**Exercise**
Continue the forum thread about a wife's suspected affair, starting right after the final sentence of its last post.

Segment Start: Quoted passage

And this is all fine BUT if she is having an affair and you back off she will just focus more of her romantic energy on the OM. 

If you were me - I would totally focus on how to find out if she is having an affair. I would likely hire a PI for the job. If she was I would confront her and make her choose. And choosing would mean new ground rules. No locked cell phones, no password protected email accounts, etc. 

I love my wife. She has never cheated. If she did - I would not immediately divorce her, I WOULD take the steps above. If she wanted to continue the affair she could - but I would be gone. 






Gman said:


> Skitown-
> 
> Thanks for staying on-point... felt like I was reading a debate transcript for awhile, there.
> 
> Anyway, I appreciate your viewpoint and hope to hear more from you and others - not just the militant "kick her to the curb" stuff, but the others that offer alternate scenarios.
> 
> That's not to say that kicking to the curb doesn't sound AWESOME... depends on the direction the wind is blowing.
> 
> Gman


----------



## skitown

About the 28 year old - I believe he is just a representation of the youth she once had. The free spirit, young love, passion that we all had with our significant others before kids, bills, comittments, real life, etc. I would doubt it is anything more than "entertainment" for her right now. And same for him. I doubt he is looking at being a stepdad to a 20 year old daughter.

One question I have - is how many other people - friends, relatives - know what she is doing. Does she have a confidant you could speak to and voice your side of the situation - who perhaps could help open her eyes up to how destructive her bahavior is. This may be the best way to counsel her.


----------



## Robrobb

Wow, Gman, a timely thread. I don't know if I can offer a great point of view, but at least it's a parallel one. My wife is 36 and has recently asked to suspend our romantic relationship, and is telling me she thinks its over. In the fallout I discovered an online affair that she claims started after she (unilaterally) called for the break. They appear to be engaging in cybersex but she claims it's a very limited relationship, and that its something that feels fun because she knows it won't ever be serious. In my case she's trying to convince me not to be hurt over it because she doesn't think it's a big deal. The other guy is 10 years her junior and lives like 1500 miles away. Other factors are involved - they are both addicted to the same online game and play together, the gameplay is affecting our two children, and so on.

We had been distant for some time, doubly so since she started playing this online game. Our sex life had fallen off for months but was never great. She continues to tell me that she'd never wanted more, though I suspect that in some ways we just weren't doing what we needed to hold the other's interest. She has lost weight, and for sure, since the break, her level of happiness has been higher. This puts me in a confusing state of wanting her happy but feeling pain and the unhappiness it causes me. Like you, I love my wife and want the marriage to continue and regrow.

Segment End: Quoted passage
Segment Start: Dataset excerpts

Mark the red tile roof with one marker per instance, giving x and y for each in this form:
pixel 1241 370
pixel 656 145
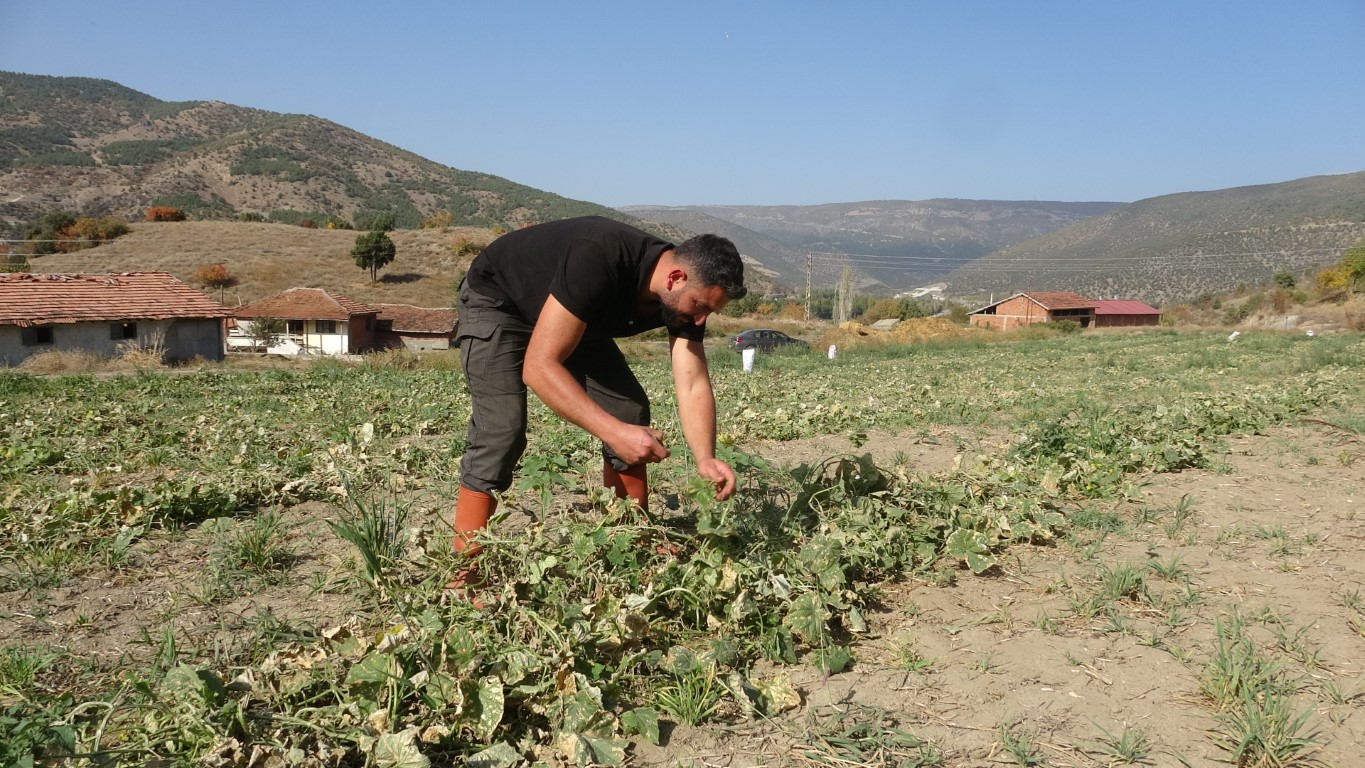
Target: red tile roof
pixel 303 304
pixel 1059 299
pixel 1124 307
pixel 45 299
pixel 417 319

Segment End: Dataset excerpts

**Task answer**
A friend of mine suggested something along the lines of the caveman approach, which I applied a bit, and she responded strongly and negatively. I regret now the backward step it gave us. Surely there are trust issues between us and we are now in marriage counseling. I do plan to keep up the fight, but that's me. She's given me just enough signals that she may wish to stick together, but she wants time to let her online fling run its course. Your wife doesn't appear to be signalling even much honesty to you, so you may take another course.

Good luck regardless.


----------



## Gman

Skitown-
Mr Hole is not the brightest bulb in the package... I'm not just saying that because he's the OM. The conduct of both he AND my wife doesn't seem to acknowledge the whole "stepdaughter angle" you bring up, which leads me to the same conclusion. There is one friend in particular that she confides in, who has had her own affair and is in the process of torturing her OWN husband with her behavior. The thought of my wife and her friend together conjures the image in my head of "(Middleaged) Girls Gone Wild" Not someone I'd want to bring my case to...

Robrobb -
I'm right there withya. Thanks for your response.

Gman


----------



## MEM2020

Caveman approach is almost always a bust. 

A different approach is to steadily make her a lower priority to you. Be friendly, nice - even warm BUT: spend less time together, steadily do fewer "extra" things for her. Spend less time thinking about how to make her happy. Spend more time at the gym or doing a new hobby without her. 

Stop with the romantic dinners/gifts. Be nice, while steadily starting to detach. If she has been rejecting you sexually stop initiating hugs and affection. Let her come to you. 

There is a giant chasm between caveman and doormat. Continuing to give someone platinum/princess treatment while they pursue an online EA is pure doormat. 

When she complains about the lack of VIP treatment, don't get angry - in fact the expression of anger is often very counterproductive in these situations. Instead just shrug and say "I am simply making your needs the same priority you have shown mine". And then be silent. If she ignores you or walks away let her go. 

And she may use that as a way to escalate and end it. But do you really want to stay with someone who treats you like this?




Robrobb said:


> Wow, Gman, a timely thread. I don't know if I can offer a great point of view, but at least it's a parallel one. My wife is 36 and has recently asked to suspend our romantic relationship, and is telling me she thinks its over. In the fallout I discovered an online affair that she claims started after she (unilaterally) called for the break. They appear to be engaging in cybersex but she claims it's a very limited relationship, and that its something that feels fun because she knows it won't ever be serious. In my case she's trying to convince me not to be hurt over it because she doesn't think it's a big deal. The other guy is 10 years her junior and lives like 1500 miles away. Other factors are involved - they are both addicted to the same online game and play together, the gameplay is affecting our two children, and so on.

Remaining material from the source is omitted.